Rows from an object pointing dataset:
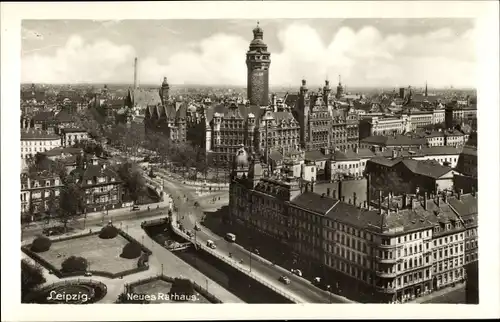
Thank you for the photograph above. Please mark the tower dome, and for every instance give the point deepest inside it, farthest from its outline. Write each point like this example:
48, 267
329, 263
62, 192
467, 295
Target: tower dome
241, 158
258, 33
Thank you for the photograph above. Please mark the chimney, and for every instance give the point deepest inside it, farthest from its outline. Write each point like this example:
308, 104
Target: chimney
135, 73
368, 190
380, 202
340, 190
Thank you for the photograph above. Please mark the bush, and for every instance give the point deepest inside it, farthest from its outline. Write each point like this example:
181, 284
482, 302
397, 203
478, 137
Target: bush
41, 244
182, 287
74, 264
143, 260
108, 232
31, 277
131, 250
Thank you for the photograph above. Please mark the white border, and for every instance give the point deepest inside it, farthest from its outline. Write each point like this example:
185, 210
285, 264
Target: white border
486, 13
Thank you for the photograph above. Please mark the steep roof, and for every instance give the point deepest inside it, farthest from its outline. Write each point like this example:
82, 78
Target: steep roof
426, 168
144, 98
314, 202
38, 135
395, 140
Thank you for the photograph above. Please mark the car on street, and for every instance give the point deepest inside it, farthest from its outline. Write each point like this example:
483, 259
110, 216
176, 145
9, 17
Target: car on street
211, 244
284, 279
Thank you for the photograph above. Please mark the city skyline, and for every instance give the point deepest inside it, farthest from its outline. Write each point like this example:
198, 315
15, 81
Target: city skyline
365, 52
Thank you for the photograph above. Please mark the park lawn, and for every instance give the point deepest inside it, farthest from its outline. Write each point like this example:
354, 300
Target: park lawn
102, 254
160, 286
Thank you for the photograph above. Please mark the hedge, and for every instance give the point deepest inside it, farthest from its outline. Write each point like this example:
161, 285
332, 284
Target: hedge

Exercise prompt
Copy out all of the material above, swapping "photograph" for "picture" everywhere and changing nothing else. Leave the pictures out of your copy.

Reply
Thank you for the picture above. Please mark the tower dome, and for every instance give the point deepest inside it, farthest from its outline. Write each point like this example:
48, 267
329, 263
62, 192
467, 295
Target: tower dome
241, 158
258, 33
Thank you for the picture above. Please mark the chimney, and for every instance give the point deepest inside it, farthest from its outline. Write each point like this example:
308, 104
Target: chimney
135, 73
368, 190
380, 202
340, 190
Thank you for the picture above. Please mark the bush, and for every instance give the point deepest inside it, farthest from its outline. Write each point like this example:
181, 284
482, 302
397, 203
478, 137
Target: bush
41, 244
182, 287
74, 264
143, 260
108, 232
31, 277
131, 250
Thank you for the picture above. Please mark the white border, and for every instance give the point deepest inside it, farthest from its outline. Write each point like this example:
185, 210
285, 264
Target: white border
486, 13
Thank you for the picture above. Please mark the steep roof, and for every instance give the point deepest inside it, farthest from its outline. Write each point like this example:
82, 78
Target: steep roof
426, 168
144, 98
314, 202
38, 135
395, 140
Thank you for the picture above. Please mark the car on street, and for every instance give the point deepest inside it, farthest from its outline. Write each point like this example:
483, 259
110, 216
176, 145
9, 17
Target: car on street
211, 244
284, 279
Thank you for the picture above. Please mark the city skyline, and for every instance give the point deepest inside it, farthest from its outline. Write each point like this example:
198, 315
15, 81
Target: city skyline
365, 52
Thank you for the picture above. Please mark the park lawn, and for every instance give the point deepest inside it, farthest from its outline. Write each point like this example:
354, 300
Target: park lawn
102, 254
160, 286
Thank you for the picture above. Please mark the hedge, and for every instance give the point deepest inside it, farthest from its outline. Write each point like this example:
161, 285
332, 284
Target: hedge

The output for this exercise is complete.